[Start of TEXT PASSAGE]
While Young Adults May Be Leaving, 30-49 Year Olds May Be Returning. In both NE and MN, in-migration appears to have resulted in a surge in the populations of residents in the 30-49 years old age group in some rural locations (13). Of course, their populations in the young adult cohort show a consistent loss. This suggests that a significant amount of boomeranging may be occurring. The youths leave for better job prospects and a more urban life style, and many then return to small and rural towns  later in life with more skills and resources that strengthen their new communities.  For example, the Buffalo Commons survey found that 38% of the respondents and 32% of their spouses had lived in their current community prior to returning to it. Winchester found, though with a much smaller sample of 53, that 43% of the “new” residents has previously lived in or near their current community.

Boomerangs Are Important. One analyst has argued that boomerangers are not that important because they only account for 30% to 40% of the new migrants. To the contrary, it might more convincingly be argued that they are very important because no other prior residential location has anywhere near those numbers. Additionally, from the perspective of developing a business recruitment program that targets QofL prospects, there are several obvious possible networking opportunities with potential boomerangers that are completely absent with other prospects. Moreover, there have been several successful “Return Home” campaigns launched in communities such as Ann Arbor, MI, Scranton, PA,  and Superior, NE  from which much can be learned (14).
[End of TEXT PASSAGE]
• WRITTEN TASKS:
1 > Answer these about the passage on rural boomerang migration:
(a) What percentage of the Buffalo Commons survey respondents had lived in their current community before returning to it?
(b) How large was Winchester's sample?
(c) What share of new migrants did one analyst say boomerangers account for?
2 > Carry on the passage on rural boomerang migration from the point where it stops.
[Start of STORED DATA]
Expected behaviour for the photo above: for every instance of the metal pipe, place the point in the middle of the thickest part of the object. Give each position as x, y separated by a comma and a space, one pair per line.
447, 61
[End of STORED DATA]
• TASK-BY-TASK RESULTS:
1 >
(a) 38%
(b) 53
(c) 30% to 40%

2 >
QofL In-Migrants Can Have Impacts Larger Than Their Numbers Might Indicate. My assignments in the Central NY communities was on a project led by the Lakota Group to assess the feasibility of establishing arts/creative districts in their downtowns. In each community,  well-attended focus groups were held for local artists, arts leaders and business people. In each town,  a strong majority of the creatives were either not natives of the town or boomerangs. When asked, most explained their reasons for moving to that town In terms of the QofL assets it offered.

Auburn. The situations in Auburn and Oneida are very revealing about the impacts these QofL migrants can have on the local business community. In Auburn, in recent years they have opened a number of shops that are very highly regarded by local leaders and shoppers. They are certainly viewed as much better operators than those who previously occupied their storefronts. Their current number is below 10, but  their presence suggests that the downtown is now in a much more upbeat place on its revitalization arc. It can be reasonably argued that their positive impacts on the downtown far exceed what their small number might suggest. Moreover, even If they keep coming at a rate of only one or two a year, in a few years there will be a substantial bolus of them with more than ample customer magnetism and image making power. They are successful because they are bringing in strong skill sets that are even relevant if they do a career reboot, as well as significant financial resources.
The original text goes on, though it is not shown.